» Document source
<<<<
L’incroyable histoire derrière les 40 ans dela Revue du Génie maritime
- LCdr (RCNR Ret’d) Brian McCullough
- 13 juin 2022
- 12 min de lecture
Dans le vieux conte folklorique européen, un voyageur affamé invite les villageois à ajouter leurs propres ingrédients à sa « soupe de pierre », un pot d’eau qui ne contient rien de plus qu’une pierre lisse. Leur curiosité éveillée, ils apportent avec enthousiasme des légumes et un peu de viande salée et ils sont abasourdis par le résultat savoureux. Alors qu’ils profitent de la soupe ensemble, un villageois lance : « et dire que cette soupe est faite à partir d’une pierre! »

C’est une merveilleuse histoire qui montre à quel point la créativité inspirée peut mener à un plus grand bien collectif, ce qui, à bien des égards, décrit l’histoire remarquable de la Revue du Génie maritime. Tout comme la magie de la soupe se trouve dans la nature coopérative de l’entreprise plutôt que dans la pierre elle-même, ce qui a commencé comme l’idée d’une personne pour une revue semiprofessionnelle il y a 40 ans, s’est cristallisé et a capté l’imagination de la communauté pour devenir le périodique de la Branche ayant le plus d’ancienneté, dans sa classe, toujours en publication de façon continue au ministère de la Défense nationale (MDN) et dans les Forces armées canadiennes (FAC).
En plus des publications sur l’information et la sécurité à l’échelle des Forces qui continuent de répondre aux besoins plus vastes, de nombreux autres bulletins et magazines du MDN et des FAC ont été publiés au fil des ans. Cependant, dès le départ, les dirigeants de la Branche technique navale ont insisté pour que la Revue ait pour objectif d’être présente à long terme, et ils ont pris les mesures nécessaires pour que cela se produise. Tout est relatif, bien sûr, mais on peut dire sans se tromper que ce 100e numéro marque une réalisation importante à cet égard.
>>>>
» Données enregistrées
<<<<
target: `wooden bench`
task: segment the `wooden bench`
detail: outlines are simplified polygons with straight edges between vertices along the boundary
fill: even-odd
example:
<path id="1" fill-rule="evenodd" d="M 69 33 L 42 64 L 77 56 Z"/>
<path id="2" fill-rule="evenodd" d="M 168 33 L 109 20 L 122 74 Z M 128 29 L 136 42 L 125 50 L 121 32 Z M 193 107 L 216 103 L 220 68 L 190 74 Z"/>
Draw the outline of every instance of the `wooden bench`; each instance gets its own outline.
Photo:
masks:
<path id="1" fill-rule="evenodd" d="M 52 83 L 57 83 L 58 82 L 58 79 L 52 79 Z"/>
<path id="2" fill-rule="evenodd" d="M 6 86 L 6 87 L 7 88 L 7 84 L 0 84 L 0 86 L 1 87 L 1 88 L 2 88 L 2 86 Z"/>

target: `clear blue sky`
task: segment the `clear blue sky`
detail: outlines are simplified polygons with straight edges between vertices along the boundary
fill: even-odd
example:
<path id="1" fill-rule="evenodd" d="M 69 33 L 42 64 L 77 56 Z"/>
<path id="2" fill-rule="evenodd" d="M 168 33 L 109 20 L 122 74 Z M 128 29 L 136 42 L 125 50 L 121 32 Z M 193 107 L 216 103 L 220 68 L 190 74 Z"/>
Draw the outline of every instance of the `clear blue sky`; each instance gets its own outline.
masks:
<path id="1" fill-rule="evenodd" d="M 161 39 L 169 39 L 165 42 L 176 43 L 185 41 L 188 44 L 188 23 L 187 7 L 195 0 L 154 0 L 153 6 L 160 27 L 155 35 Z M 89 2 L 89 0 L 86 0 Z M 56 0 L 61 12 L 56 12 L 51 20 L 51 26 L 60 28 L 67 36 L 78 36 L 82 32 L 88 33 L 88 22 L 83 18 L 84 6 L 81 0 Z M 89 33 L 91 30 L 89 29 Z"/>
>>>>
» Tâche demandée A
Résumez en deux phrases l'article sur la Revue du Génie maritime.
» Tâche demandée B
Répondez brièvement aux questions suivantes d'après l'article sur la Revue du Génie maritime :
(i) Que contient le pot d'eau du voyageur au début du conte ?
(ii) Quels dirigeants ont insisté pour que la Revue ait pour objectif d'être présente à long terme ?
(iii) Quel numéro de la Revue l'article présente-t-il comme une réalisation importante ?

» Résultat attendu A
Le conte de la « soupe de pierre » illustre comment la créativité inspirée peut mener à un plus grand bien collectif, ce qui décrit l'histoire de la Revue du Génie maritime, née il y a 40 ans de l'idée d'une personne. Devenue le périodique de la Branche ayant le plus d'ancienneté dans sa classe toujours publié de façon continue au MDN et dans les FAC, la Revue devait dès le départ, selon les dirigeants de la Branche technique navale, être présente à long terme, et son 100e numéro marque une réalisation importante à cet égard.

» Résultat attendu B
(i) Rien de plus qu'une pierre lisse.
(ii) Les dirigeants de la Branche technique navale.
(iii) Le 100e numéro.